Given records -
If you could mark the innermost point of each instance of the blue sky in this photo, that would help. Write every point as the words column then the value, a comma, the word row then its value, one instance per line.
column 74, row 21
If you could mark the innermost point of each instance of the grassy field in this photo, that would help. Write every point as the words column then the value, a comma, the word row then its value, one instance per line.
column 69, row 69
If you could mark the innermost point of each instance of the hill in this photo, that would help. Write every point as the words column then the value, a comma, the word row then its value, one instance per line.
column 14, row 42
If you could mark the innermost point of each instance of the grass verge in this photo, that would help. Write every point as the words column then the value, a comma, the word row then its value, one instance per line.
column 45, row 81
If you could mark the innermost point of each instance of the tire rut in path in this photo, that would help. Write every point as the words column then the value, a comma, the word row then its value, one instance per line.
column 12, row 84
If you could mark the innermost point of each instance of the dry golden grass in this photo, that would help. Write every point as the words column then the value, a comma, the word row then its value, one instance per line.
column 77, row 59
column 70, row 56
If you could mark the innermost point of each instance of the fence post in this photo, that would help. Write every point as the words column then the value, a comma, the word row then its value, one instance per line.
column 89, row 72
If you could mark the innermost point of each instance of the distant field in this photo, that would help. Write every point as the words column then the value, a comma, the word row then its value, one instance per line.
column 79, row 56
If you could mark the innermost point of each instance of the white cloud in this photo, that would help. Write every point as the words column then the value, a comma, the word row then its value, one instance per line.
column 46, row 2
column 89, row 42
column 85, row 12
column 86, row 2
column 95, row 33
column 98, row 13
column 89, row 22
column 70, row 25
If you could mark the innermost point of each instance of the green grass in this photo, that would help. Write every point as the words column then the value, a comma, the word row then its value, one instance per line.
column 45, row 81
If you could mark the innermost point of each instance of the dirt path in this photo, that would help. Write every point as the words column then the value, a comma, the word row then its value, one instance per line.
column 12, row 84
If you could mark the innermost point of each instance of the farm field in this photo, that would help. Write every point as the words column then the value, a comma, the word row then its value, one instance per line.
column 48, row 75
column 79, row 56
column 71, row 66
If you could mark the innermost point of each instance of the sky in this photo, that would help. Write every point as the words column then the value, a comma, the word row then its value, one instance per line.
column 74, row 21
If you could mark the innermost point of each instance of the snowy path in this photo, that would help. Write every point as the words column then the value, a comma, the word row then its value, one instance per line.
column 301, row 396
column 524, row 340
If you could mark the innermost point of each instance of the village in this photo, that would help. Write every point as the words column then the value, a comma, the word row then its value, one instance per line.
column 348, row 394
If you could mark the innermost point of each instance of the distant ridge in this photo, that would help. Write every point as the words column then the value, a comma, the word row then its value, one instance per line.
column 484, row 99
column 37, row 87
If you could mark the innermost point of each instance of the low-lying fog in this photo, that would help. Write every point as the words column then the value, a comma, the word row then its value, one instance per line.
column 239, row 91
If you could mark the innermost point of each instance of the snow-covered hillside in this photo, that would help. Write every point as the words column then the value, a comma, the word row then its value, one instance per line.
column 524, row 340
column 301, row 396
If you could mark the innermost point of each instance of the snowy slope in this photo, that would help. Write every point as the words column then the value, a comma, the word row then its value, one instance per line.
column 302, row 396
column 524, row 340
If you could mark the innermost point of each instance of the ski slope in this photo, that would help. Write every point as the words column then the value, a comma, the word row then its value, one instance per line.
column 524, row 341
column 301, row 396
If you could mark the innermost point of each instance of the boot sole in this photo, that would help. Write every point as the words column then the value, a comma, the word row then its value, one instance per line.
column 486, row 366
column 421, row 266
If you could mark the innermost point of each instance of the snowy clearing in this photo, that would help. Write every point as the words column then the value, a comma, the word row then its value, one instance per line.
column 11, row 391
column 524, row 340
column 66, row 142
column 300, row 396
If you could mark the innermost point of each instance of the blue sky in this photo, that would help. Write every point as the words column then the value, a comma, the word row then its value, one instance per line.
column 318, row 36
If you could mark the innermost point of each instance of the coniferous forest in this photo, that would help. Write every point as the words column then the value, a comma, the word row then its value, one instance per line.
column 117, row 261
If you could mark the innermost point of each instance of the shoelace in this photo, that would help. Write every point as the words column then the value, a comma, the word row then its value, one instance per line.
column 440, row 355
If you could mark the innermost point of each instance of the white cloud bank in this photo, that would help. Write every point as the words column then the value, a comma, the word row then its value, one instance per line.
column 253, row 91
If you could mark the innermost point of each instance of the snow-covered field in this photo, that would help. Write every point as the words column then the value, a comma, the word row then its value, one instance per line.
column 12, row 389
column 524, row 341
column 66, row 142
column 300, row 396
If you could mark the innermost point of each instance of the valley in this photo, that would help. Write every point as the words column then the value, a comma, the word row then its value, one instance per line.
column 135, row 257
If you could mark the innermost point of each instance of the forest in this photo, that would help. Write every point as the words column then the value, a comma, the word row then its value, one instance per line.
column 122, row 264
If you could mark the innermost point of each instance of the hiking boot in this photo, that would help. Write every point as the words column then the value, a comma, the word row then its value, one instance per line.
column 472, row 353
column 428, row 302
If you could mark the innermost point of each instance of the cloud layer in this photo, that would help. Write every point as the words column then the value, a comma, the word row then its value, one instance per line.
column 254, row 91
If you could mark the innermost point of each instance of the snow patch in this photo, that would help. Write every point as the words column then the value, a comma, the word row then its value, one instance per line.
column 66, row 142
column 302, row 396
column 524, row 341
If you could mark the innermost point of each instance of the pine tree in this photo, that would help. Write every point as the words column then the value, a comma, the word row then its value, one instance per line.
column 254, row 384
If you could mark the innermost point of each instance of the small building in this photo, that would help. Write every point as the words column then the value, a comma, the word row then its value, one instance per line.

Work required -
Update the listing, starting at its beginning and ending after the line that has "column 69, row 69". In those lines, replace "innermost point" with "center point" and keep everything else the same.

Expected answer -
If you could mark the center point of each instance of the blue sky in this photo, that would help. Write every point as the words column then the value, a comma, the word row then its value, one instance per line.
column 74, row 21
If you could mark the center point of each instance of the grassy field in this photo, that would help. Write every point as the words column then the value, a comma, the word row then its value, one instance per line.
column 69, row 69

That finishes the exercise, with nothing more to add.